Task directions
Can you pull out every line in the rows below that contains the string "Target"? Count a match only when the capitalization is the same.

## start Supplied records

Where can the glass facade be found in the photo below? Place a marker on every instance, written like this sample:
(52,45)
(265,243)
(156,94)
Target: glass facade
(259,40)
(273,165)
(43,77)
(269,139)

## end Supplied records
## start Supplied records

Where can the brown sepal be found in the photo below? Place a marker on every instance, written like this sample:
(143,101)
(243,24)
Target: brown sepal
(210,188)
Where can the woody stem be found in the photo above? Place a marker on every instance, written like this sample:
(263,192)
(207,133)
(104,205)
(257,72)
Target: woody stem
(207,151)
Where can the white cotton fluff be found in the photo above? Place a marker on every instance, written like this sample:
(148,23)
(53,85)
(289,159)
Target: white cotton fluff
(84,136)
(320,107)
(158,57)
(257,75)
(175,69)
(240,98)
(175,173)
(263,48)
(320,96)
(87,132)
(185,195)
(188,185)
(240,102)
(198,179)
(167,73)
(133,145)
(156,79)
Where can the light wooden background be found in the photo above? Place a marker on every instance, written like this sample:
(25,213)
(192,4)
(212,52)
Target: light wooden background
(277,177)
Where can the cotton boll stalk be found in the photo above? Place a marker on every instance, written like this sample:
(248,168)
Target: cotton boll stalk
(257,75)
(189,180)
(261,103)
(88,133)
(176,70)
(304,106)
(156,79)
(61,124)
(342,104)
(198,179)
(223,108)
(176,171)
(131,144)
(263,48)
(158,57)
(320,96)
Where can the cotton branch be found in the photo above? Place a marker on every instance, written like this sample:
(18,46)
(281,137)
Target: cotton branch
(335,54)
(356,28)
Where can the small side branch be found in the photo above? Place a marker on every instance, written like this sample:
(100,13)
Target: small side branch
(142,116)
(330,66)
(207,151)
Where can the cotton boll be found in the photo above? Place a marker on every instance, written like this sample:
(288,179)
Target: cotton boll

## end Supplied records

Response below
Target: glass facade
Target: brown sepal
Target: woody stem
Target: white cotton fluff
Target: light wooden background
Target: cotton boll stalk
Target: cotton branch
Target: small side branch
Target: cotton boll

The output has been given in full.